==== MATERIAL FOR THIS TASK ====

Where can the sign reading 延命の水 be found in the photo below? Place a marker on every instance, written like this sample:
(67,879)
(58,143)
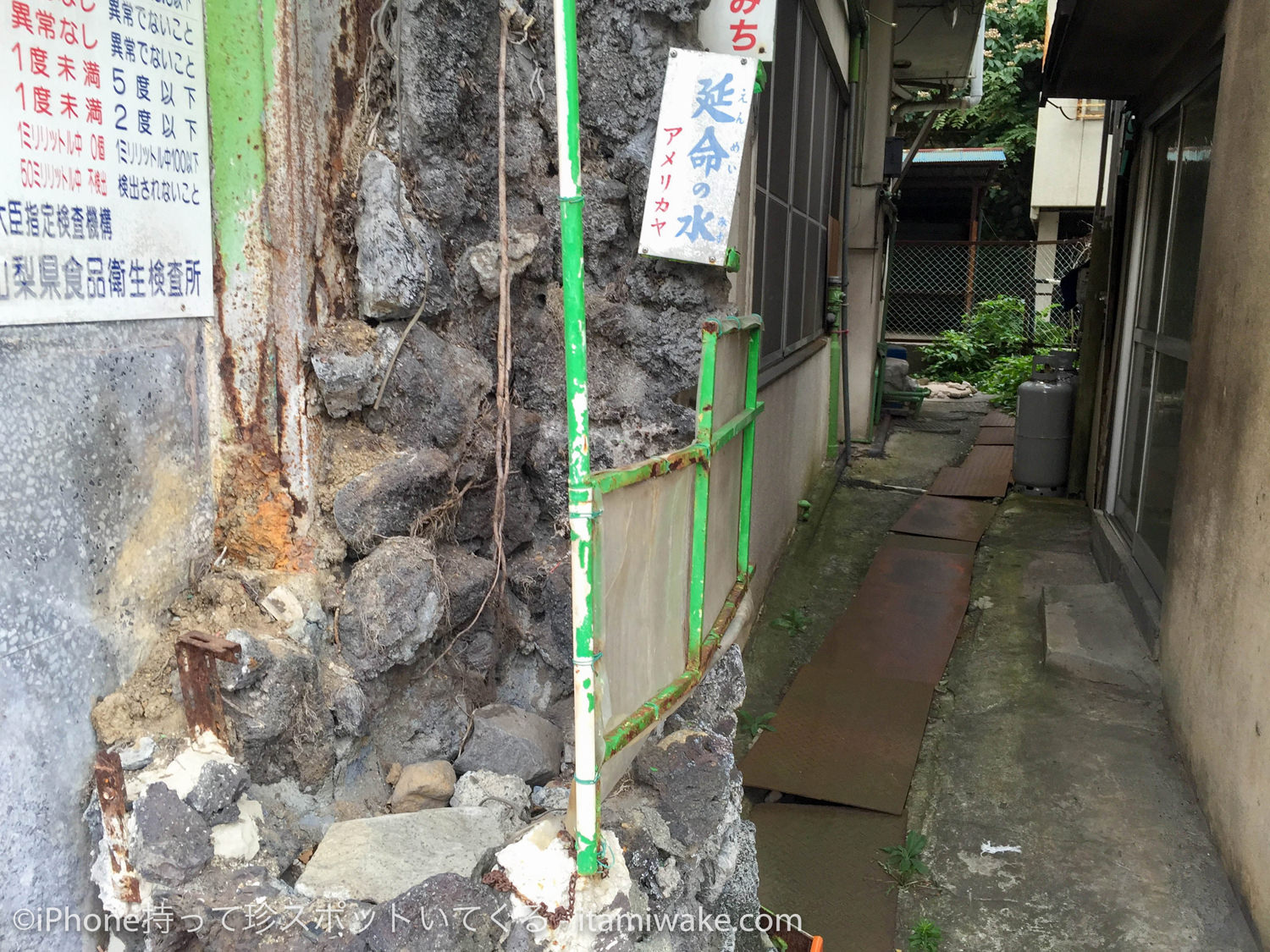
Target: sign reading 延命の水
(104,188)
(696,157)
(739,27)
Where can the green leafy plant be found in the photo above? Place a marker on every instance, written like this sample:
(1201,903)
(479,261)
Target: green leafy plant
(1006,116)
(955,355)
(925,937)
(754,725)
(794,621)
(904,862)
(992,348)
(1003,378)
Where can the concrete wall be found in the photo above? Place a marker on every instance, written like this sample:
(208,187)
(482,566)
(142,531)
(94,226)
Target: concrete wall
(116,438)
(1216,632)
(1066,174)
(865,233)
(106,508)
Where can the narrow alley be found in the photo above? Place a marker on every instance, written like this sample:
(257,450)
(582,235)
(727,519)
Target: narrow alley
(1074,777)
(662,476)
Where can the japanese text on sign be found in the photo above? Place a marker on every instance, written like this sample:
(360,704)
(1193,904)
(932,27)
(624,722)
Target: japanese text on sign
(696,157)
(739,27)
(104,187)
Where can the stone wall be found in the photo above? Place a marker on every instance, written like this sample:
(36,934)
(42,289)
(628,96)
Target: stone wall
(393,711)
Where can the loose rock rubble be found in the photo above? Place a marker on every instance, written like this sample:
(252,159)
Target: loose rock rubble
(393,723)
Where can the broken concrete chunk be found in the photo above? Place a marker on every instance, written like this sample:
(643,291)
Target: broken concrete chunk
(503,792)
(389,499)
(239,840)
(414,924)
(543,870)
(284,606)
(251,664)
(485,259)
(510,740)
(381,857)
(436,393)
(713,703)
(554,796)
(391,274)
(137,754)
(424,786)
(172,840)
(393,604)
(696,777)
(218,789)
(360,784)
(350,360)
(351,710)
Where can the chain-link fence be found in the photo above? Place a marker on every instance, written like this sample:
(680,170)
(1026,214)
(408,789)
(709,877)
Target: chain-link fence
(931,284)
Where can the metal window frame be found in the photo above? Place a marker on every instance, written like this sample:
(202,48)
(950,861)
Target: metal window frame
(798,330)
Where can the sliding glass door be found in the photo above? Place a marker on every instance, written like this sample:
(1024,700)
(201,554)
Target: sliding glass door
(1157,345)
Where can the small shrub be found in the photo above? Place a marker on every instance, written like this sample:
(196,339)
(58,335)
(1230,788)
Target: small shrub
(925,937)
(904,862)
(1003,377)
(794,621)
(993,330)
(754,725)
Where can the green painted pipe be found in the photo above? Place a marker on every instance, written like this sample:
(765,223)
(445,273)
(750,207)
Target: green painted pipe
(835,307)
(657,707)
(701,495)
(582,495)
(747,454)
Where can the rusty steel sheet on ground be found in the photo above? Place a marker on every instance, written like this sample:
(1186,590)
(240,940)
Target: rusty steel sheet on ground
(914,564)
(908,639)
(996,437)
(843,736)
(996,418)
(820,863)
(986,474)
(947,517)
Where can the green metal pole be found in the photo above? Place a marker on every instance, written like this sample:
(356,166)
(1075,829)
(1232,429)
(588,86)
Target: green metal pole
(582,499)
(701,497)
(747,454)
(835,299)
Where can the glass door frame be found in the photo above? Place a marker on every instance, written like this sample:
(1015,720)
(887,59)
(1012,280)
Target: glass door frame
(1127,522)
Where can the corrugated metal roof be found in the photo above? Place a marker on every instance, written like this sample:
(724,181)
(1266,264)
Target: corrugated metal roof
(949,157)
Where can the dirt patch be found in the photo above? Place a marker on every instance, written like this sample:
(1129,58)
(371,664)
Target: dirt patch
(144,706)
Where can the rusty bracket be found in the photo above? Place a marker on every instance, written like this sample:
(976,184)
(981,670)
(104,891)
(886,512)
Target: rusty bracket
(108,773)
(197,654)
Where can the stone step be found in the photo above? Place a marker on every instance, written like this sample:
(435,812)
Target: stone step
(1091,634)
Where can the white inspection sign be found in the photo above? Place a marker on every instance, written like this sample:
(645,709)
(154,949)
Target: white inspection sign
(104,188)
(696,157)
(739,27)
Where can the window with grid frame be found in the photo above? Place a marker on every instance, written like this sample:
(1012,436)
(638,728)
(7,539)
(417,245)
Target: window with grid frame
(800,126)
(1090,108)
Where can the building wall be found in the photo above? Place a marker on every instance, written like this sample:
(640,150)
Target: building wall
(106,510)
(1066,174)
(865,233)
(117,438)
(1216,631)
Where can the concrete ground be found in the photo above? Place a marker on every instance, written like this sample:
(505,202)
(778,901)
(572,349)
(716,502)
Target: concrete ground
(1084,779)
(831,553)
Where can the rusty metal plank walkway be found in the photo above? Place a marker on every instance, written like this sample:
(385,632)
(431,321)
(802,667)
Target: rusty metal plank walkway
(822,863)
(850,728)
(986,474)
(947,517)
(996,437)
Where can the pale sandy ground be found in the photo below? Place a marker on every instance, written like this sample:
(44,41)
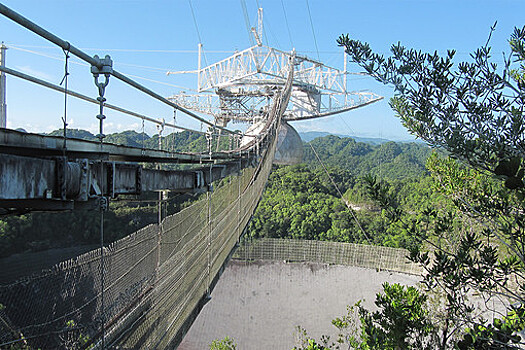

====

◆ PROBLEM DETAILS
Copy out each line of the records above that contains the string "pipe". Case counts.

◆ EXERCISE RESULT
Where can the green painted pipe be found in the photo above? Place a marker on every instance, written like this sample:
Target: green painted pipe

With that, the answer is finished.